> _EXERCISE OBJECTIVE_
Would you restate the entries below exactly, keeping every line?

> _DATA TO USE_

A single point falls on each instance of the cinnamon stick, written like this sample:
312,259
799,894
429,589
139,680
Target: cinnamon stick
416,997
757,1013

> _SOLUTION_
A single point falls on each instance of the cinnamon stick, written like this sample:
312,259
799,894
429,589
139,680
Target: cinnamon stick
416,997
757,1013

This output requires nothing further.